Exercices à réaliser
1) Extrayez du texte sur le harcèlement sexuel et l'obligation d'honorabilité le passage qui s'ouvre sur les mots contenant "Un salarié engagé" et se clôt sur "les dispositions légales.".
2) D'après le texte sur le harcèlement sexuel et l'obligation d'honorabilité, quelle cour d'appel a rendu l'arrêt du 6 juillet 2022 ?
3) Poursuivez la rédaction du texte sur le harcèlement sexuel et l'obligation d'honorabilité à partir de l'endroit où il s'arrête.

Extrait du texte
────────────────────────────────────────

Conformément à ce même article, la Cour de cassation affirme que si le harcèlement sexuel est constitutif d’une faute grave, il ne peut néanmoins pas constituer un manquement à l’obligation d’honorabilité, du fait de l’absence de lien direct et étroit avec l’activité professionnelle d’investissement à risque.
I. Faits et procédure.
Un salarié engagé en qualité de responsable des risques marché au sein du Crédit Agricole Corporate Investment Bank (CACIB) banque a adressé de manière régulière et répétée à des salariées placées sous son autorité, des propos à connotation sexuelle.
C’est pourquoi l’employeur prend la décision de licencier le salarié pour faute grave, décision contestée par le salarié qui saisit ensuite la juridiction prud’homale afin de demander notamment des rappels de rémunération différée.
Par un arrêt rendu le 6 juillet 2022, la cour d’appel de Versailles fait droit à la demande du salarié au motif que, les faits relevés à l’encontre du salarié, ne caractérisent pas le défaut de respect des exigences d’honorabilité prévu par les dispositions légales.
Ainsi, l’employeur se pourvoit en cassation sur le fondement des articles L511-84 et R511-24 du Code monétaire et financier selon lesquels respectivement,
« Par dérogation à l’article L1331-2 du Code du travail, le montant total de la rémunération variable peut, en tout ou partie, être réduit ou donner lieu à restitution lorsque la personne concernée a méconnu les règles édictées par l’établissement en matière de prise de risque, notamment en raison de sa responsabilité dans des agissements ayant entraîné des pertes significatives pour l’établissement ou en cas de manquement aux obligations d’honorabilité et de compétence.

────────────────────────────────────────

Données sources
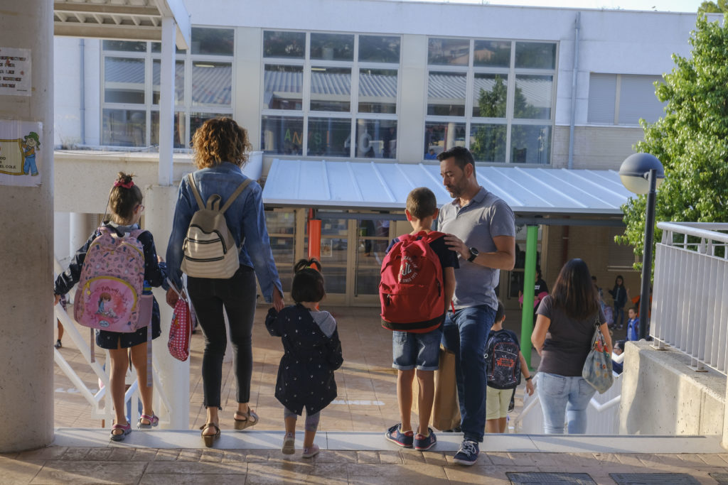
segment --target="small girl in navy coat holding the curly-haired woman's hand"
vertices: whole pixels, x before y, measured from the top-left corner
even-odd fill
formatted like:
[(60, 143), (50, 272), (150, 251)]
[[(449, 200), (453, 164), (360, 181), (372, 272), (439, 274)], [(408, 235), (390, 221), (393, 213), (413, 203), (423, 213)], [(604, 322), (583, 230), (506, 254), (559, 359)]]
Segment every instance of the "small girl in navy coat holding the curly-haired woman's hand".
[(275, 386), (275, 397), (285, 406), (281, 451), (296, 452), (296, 419), (305, 407), (304, 458), (319, 452), (314, 436), (320, 411), (336, 398), (333, 371), (344, 361), (336, 320), (328, 311), (317, 310), (326, 292), (323, 276), (311, 267), (314, 263), (319, 265), (316, 260), (300, 260), (294, 267), (291, 296), (296, 305), (285, 307), (280, 313), (271, 308), (266, 317), (268, 332), (281, 337), (284, 350)]

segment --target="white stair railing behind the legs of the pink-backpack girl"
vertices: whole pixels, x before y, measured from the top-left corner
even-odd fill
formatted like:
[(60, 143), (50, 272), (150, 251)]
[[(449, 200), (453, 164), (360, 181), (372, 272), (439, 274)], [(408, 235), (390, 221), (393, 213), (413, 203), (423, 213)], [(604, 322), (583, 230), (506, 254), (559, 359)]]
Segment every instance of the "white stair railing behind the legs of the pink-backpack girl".
[[(62, 271), (63, 268), (60, 267), (58, 260), (55, 260), (55, 272), (59, 274)], [(105, 426), (111, 426), (111, 423), (114, 422), (114, 405), (111, 402), (111, 393), (106, 392), (106, 389), (108, 389), (109, 386), (110, 366), (107, 366), (107, 369), (105, 370), (98, 361), (92, 362), (91, 348), (89, 345), (90, 333), (84, 332), (82, 334), (82, 332), (79, 332), (74, 318), (68, 315), (68, 313), (66, 313), (66, 310), (63, 310), (63, 307), (61, 307), (60, 305), (55, 305), (54, 310), (55, 318), (58, 318), (60, 320), (60, 323), (63, 324), (64, 337), (70, 337), (71, 340), (74, 341), (74, 344), (76, 344), (76, 348), (78, 348), (79, 352), (84, 357), (86, 364), (90, 366), (91, 370), (98, 378), (98, 383), (102, 384), (101, 388), (96, 390), (98, 385), (92, 386), (90, 388), (87, 383), (84, 382), (81, 377), (79, 377), (79, 374), (76, 373), (73, 366), (71, 366), (71, 364), (68, 364), (66, 358), (63, 357), (63, 353), (61, 353), (58, 349), (55, 349), (53, 353), (55, 364), (61, 369), (61, 371), (63, 371), (63, 374), (66, 374), (66, 377), (71, 380), (71, 383), (76, 387), (77, 390), (79, 390), (79, 393), (86, 399), (88, 404), (90, 404), (92, 417), (103, 420)], [(100, 353), (101, 349), (97, 348), (96, 352)], [(103, 352), (106, 353), (105, 361), (109, 362), (108, 351), (103, 350)], [(163, 408), (162, 410), (166, 411), (163, 412), (161, 415), (170, 416), (172, 407), (170, 406), (169, 399), (167, 398), (167, 396), (165, 396), (165, 393), (163, 392), (163, 387), (159, 382), (159, 377), (157, 377), (157, 368), (159, 367), (159, 365), (157, 364), (157, 358), (156, 356), (154, 356), (154, 354), (152, 355), (152, 360), (153, 369), (151, 374), (154, 378), (155, 405), (158, 401)], [(127, 371), (126, 376), (126, 382), (130, 387), (124, 394), (124, 407), (130, 407), (129, 418), (130, 422), (134, 424), (139, 419), (139, 409), (138, 405), (136, 405), (139, 402), (139, 390), (136, 380), (136, 373), (133, 369), (133, 366), (129, 366), (129, 370)], [(128, 405), (130, 402), (133, 403), (132, 406)], [(155, 411), (157, 410), (155, 409)], [(159, 412), (157, 414), (159, 414)], [(159, 420), (160, 424), (162, 425), (168, 424), (167, 421), (168, 420), (164, 419)]]

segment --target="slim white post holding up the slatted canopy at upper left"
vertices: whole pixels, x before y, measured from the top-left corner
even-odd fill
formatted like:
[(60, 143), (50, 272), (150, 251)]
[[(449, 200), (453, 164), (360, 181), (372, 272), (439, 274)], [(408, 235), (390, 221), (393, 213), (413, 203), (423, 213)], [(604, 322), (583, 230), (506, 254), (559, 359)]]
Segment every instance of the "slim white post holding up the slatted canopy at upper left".
[(162, 59), (159, 66), (159, 185), (173, 180), (173, 129), (175, 126), (175, 39), (177, 24), (162, 17)]

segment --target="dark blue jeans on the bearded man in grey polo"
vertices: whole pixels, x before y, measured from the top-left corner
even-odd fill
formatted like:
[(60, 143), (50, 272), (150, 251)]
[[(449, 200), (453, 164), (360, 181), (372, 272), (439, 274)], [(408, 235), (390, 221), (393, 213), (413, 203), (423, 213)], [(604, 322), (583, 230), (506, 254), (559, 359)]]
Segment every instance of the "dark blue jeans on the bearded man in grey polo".
[(486, 341), (496, 310), (488, 305), (448, 312), (443, 346), (455, 352), (455, 377), (463, 438), (483, 442), (486, 428)]

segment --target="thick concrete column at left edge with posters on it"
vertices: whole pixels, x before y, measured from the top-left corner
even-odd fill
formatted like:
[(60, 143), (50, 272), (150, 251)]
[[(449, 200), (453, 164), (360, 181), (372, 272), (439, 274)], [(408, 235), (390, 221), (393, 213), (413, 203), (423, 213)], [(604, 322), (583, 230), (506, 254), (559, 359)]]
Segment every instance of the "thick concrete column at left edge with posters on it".
[(14, 452), (53, 439), (53, 2), (4, 1), (0, 47), (32, 63), (32, 95), (0, 95), (0, 119), (43, 124), (41, 185), (0, 187), (0, 452)]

────────────────────────────────────────

Réponses par exercice
1)
Un salarié engagé en qualité de responsable des risques marché au sein du Crédit Agricole Corporate Investment Bank (CACIB) banque a adressé de manière régulière et répétée à des salariées placées sous son autorité, des propos à connotation sexuelle.
C’est pourquoi l’employeur prend la décision de licencier le salarié pour faute grave, décision contestée par le salarié qui saisit ensuite la juridiction prud’homale afin de demander notamment des rappels de rémunération différée.
Par un arrêt rendu le 6 juillet 2022, la cour d’appel de Versailles fait droit à la demande du salarié au motif que, les faits relevés à l’encontre du salarié, ne caractérisent pas le défaut de respect des exigences d’honorabilité prévu par les dispositions légales.

2) La cour d'appel de Versailles.

3)
Le versement des prestations de pension discrétionnaires est effectué sous forme d’instruments financiers mentionnés à l’article L511-81 du présent code et est différé de cinq ans à compter du départ de la personne de l’établissement de crédit ou la société de financement » et « Pour l’application de l’article L511-84, les agissements susceptibles d’entraîner la réduction ou la restitution, en tout ou partie, de la rémunération variable sont définis par les établissements de crédit et les sociétés de financement en considération notamment des pertes sérieuses qu’ils peuvent occasionner à ces établissements ou sociétés.
La décision de réduction ou de restitution mentionnée au premier alinéa de cet article tient compte de l’implication de la personne intéressée dans les agissements en cause. Une décision de réduction ou de restitution peut également être prise en considération du défaut de respect des exigences d’honorabilité et de compétence qui sont applicables à la personne en cause ».
II. Moyens.
En effet, le demandeur au pourvoi rappelle, selon les articles susmentionnés, que l’employeur peut ne pas verser une rémunération variable différée, en considération du défaut de respect, par le salarié, des exigences d’honorabilité auxquelles il est soumis.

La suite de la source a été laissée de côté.